Dataset entries:
•••

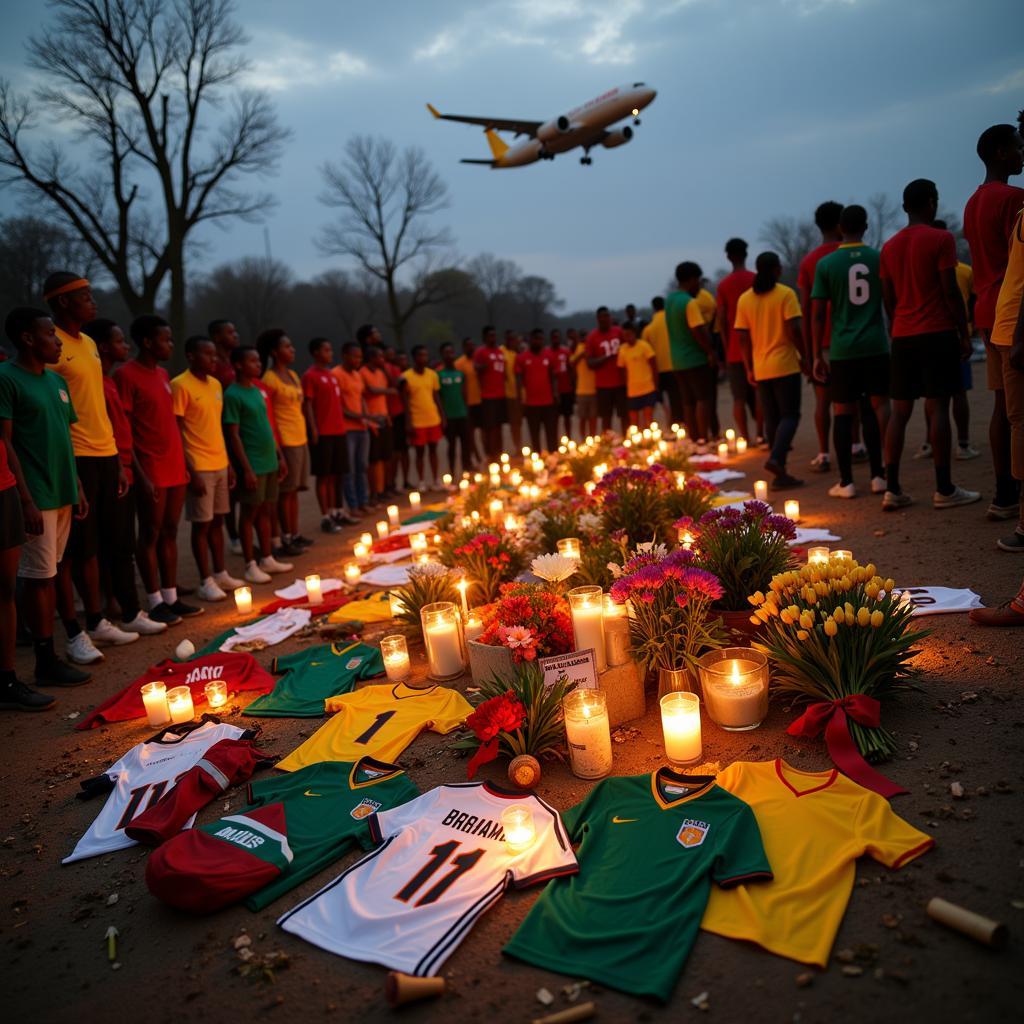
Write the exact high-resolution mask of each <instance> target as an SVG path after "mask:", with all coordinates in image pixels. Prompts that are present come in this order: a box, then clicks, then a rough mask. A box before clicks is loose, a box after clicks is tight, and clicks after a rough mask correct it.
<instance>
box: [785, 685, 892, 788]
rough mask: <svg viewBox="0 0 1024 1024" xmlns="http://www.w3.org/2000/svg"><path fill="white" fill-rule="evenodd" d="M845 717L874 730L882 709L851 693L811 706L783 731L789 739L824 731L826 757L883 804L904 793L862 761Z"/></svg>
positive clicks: (820, 732)
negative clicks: (826, 754)
mask: <svg viewBox="0 0 1024 1024" xmlns="http://www.w3.org/2000/svg"><path fill="white" fill-rule="evenodd" d="M847 716H849V717H850V718H852V719H853V720H854V722H857V723H858V724H860V725H866V726H867V727H868V728H872V729H877V728H878V727H879V726H880V725H881V724H882V705H880V703H879V701H878V700H876V699H874V697H869V696H867V695H866V694H864V693H854V694H852V695H851V696H848V697H842V698H841V699H839V700H819V701H817V702H816V703H812V705H811V706H810V708H808V709H807V711H805V712H804V714H803V715H801V716H800V718H798V719H797V721H796V722H794V723H793V724H792V725H791V726H790V728H788V729H786V730H785V731H786V732H787V733H788V734H790V735H791V736H806V737H814V736H817V735H819V734H820V733H821V730H822V729H824V733H825V745H826V746H827V748H828V756H829V757H830V758H831V759H833V762H834V763H835V765H836V767H837V768H839V770H840V771H841V772H843V774H844V775H846V776H847V777H848V778H852V779H853V781H854V782H856V783H858V784H859V785H862V786H864V788H866V790H873V791H874V792H876V793H878V794H880V795H881V796H883V797H885V798H886V799H887V800H889V799H890V798H891V797H895V796H897V795H898V794H901V793H906V792H907V791H906V790H904V788H903V787H902V786H899V785H897V784H896V783H895V782H894V781H892V779H889V778H886V776H885V775H883V774H882V773H881V772H878V771H876V770H874V769H873V768H872V767H871V766H870V765H869V764H868V763H867V762H866V761H865V760H864V759H863V757H862V756H861V754H860V751H858V750H857V744H856V743H855V742H854V741H853V736H851V735H850V724H849V723H848V722H847Z"/></svg>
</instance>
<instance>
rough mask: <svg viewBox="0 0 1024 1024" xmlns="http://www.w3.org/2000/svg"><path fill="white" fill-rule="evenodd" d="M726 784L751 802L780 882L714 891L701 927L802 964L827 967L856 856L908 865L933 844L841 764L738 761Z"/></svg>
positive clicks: (730, 788) (776, 874)
mask: <svg viewBox="0 0 1024 1024" xmlns="http://www.w3.org/2000/svg"><path fill="white" fill-rule="evenodd" d="M718 784H719V785H720V786H722V787H723V788H725V790H728V791H729V793H731V794H733V795H734V796H736V797H738V798H739V799H740V800H742V801H744V802H745V803H748V804H749V805H750V806H751V807H752V808H753V810H754V813H755V815H756V816H757V819H758V825H759V827H760V829H761V836H762V838H763V839H764V843H765V849H766V850H767V852H768V858H769V860H770V861H771V865H772V870H773V871H774V872H775V881H774V882H773V883H772V884H771V885H770V886H746V885H739V886H737V887H736V888H735V889H732V890H730V891H728V892H718V891H713V892H712V894H711V898H710V899H709V901H708V909H707V910H706V911H705V916H703V921H702V922H701V923H700V927H701V928H703V929H705V930H706V931H708V932H716V933H717V934H719V935H725V936H727V937H728V938H733V939H746V940H748V941H749V942H756V943H757V944H758V945H760V946H763V947H764V948H765V949H768V950H770V951H771V952H773V953H778V954H779V955H780V956H788V957H790V958H791V959H795V961H800V962H801V963H803V964H816V965H817V966H818V967H825V966H826V965H827V963H828V954H829V953H830V951H831V947H833V942H834V941H835V939H836V933H837V932H838V931H839V926H840V924H841V923H842V921H843V914H844V913H845V912H846V905H847V903H848V902H849V899H850V893H851V892H852V891H853V880H854V876H855V873H856V868H855V867H854V862H855V861H856V859H857V858H858V857H860V856H863V855H864V854H867V855H868V856H870V857H873V858H874V859H876V860H878V861H879V862H880V863H883V864H885V865H886V866H887V867H894V868H895V867H902V866H903V865H904V864H906V863H908V862H909V861H911V860H913V858H914V857H919V856H920V855H921V854H923V853H924V852H925V851H926V850H929V849H931V847H932V846H933V845H934V841H933V840H932V839H931V838H930V837H928V836H926V835H925V834H924V833H922V831H919V830H918V829H916V828H913V827H912V826H911V825H909V824H907V823H906V822H905V821H904V820H903V819H902V818H900V817H898V816H897V815H896V814H895V813H894V812H893V810H892V809H891V808H890V806H889V804H888V803H887V802H886V800H885V799H884V798H882V797H880V796H879V795H878V794H877V793H871V791H870V790H864V788H862V787H861V786H859V785H857V783H856V782H853V781H851V780H850V779H848V778H847V777H846V776H845V775H841V774H840V773H839V772H838V771H836V770H835V769H834V770H831V771H822V772H807V771H798V770H797V769H796V768H791V767H790V765H787V764H786V763H785V762H784V761H782V760H781V759H779V760H776V761H764V762H758V763H754V762H737V763H736V764H732V765H730V766H729V767H728V768H726V769H725V771H723V772H722V773H721V774H720V775H719V776H718Z"/></svg>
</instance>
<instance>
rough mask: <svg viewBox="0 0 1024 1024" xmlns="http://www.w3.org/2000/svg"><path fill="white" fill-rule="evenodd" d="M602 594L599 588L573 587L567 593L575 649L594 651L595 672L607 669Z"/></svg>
mask: <svg viewBox="0 0 1024 1024" xmlns="http://www.w3.org/2000/svg"><path fill="white" fill-rule="evenodd" d="M603 596H604V595H603V594H602V592H601V588H600V587H575V588H574V589H573V590H570V591H569V592H568V599H569V611H570V613H571V615H572V635H573V637H574V638H575V649H577V650H587V649H588V648H589V647H593V649H594V658H595V660H596V662H597V671H598V672H604V670H605V669H606V668H607V667H608V664H607V662H606V659H605V654H604V615H603Z"/></svg>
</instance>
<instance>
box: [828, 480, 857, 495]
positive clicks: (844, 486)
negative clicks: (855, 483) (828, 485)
mask: <svg viewBox="0 0 1024 1024" xmlns="http://www.w3.org/2000/svg"><path fill="white" fill-rule="evenodd" d="M828 497H829V498H856V497H857V488H856V487H855V486H854V485H853V484H852V483H834V484H833V485H831V486H830V487H829V488H828Z"/></svg>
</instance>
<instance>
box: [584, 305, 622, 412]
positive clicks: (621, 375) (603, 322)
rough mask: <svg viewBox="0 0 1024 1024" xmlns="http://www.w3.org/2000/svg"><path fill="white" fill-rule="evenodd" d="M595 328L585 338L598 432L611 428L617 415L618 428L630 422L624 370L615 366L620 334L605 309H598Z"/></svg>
mask: <svg viewBox="0 0 1024 1024" xmlns="http://www.w3.org/2000/svg"><path fill="white" fill-rule="evenodd" d="M596 315H597V327H596V328H594V330H593V331H591V332H590V334H588V335H587V341H586V343H585V344H586V347H587V366H589V367H590V368H591V369H592V370H593V371H594V382H595V384H596V385H597V415H598V417H599V419H600V421H601V430H602V431H604V430H610V429H611V418H612V416H613V415H615V414H617V416H618V424H620V429H621V430H623V431H624V432H625V430H626V425H627V424H628V423H629V419H630V417H629V411H628V409H627V400H626V371H625V370H622V369H621V368H620V366H618V344H620V342H621V341H622V337H623V335H622V332H621V331H620V330H618V328H617V327H615V326H614V325H613V324H612V323H611V313H610V312H608V307H607V306H601V307H600V308H599V309H598V310H597V314H596Z"/></svg>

•••

Task to carry out: Your output is the lines from the top of the entries through the line containing "positive clicks: (820, 732)", exactly as they stand. No pictures belong in it.

Answer space:
Write the exact high-resolution mask of each <instance> target as an SVG path after "mask:", with all coordinates in image pixels. Prompts that are present come in this order: a box, then clicks, then a rough mask. A box before clicks is loose, a box after clicks is tight, and clicks after a rough mask correct it.
<instance>
box: [785, 685, 892, 788]
rough mask: <svg viewBox="0 0 1024 1024" xmlns="http://www.w3.org/2000/svg"><path fill="white" fill-rule="evenodd" d="M845 717L874 730L882 709L851 693L811 706L783 731L789 739L824 731L826 757L883 804L904 793L862 761Z"/></svg>
positive clicks: (820, 732)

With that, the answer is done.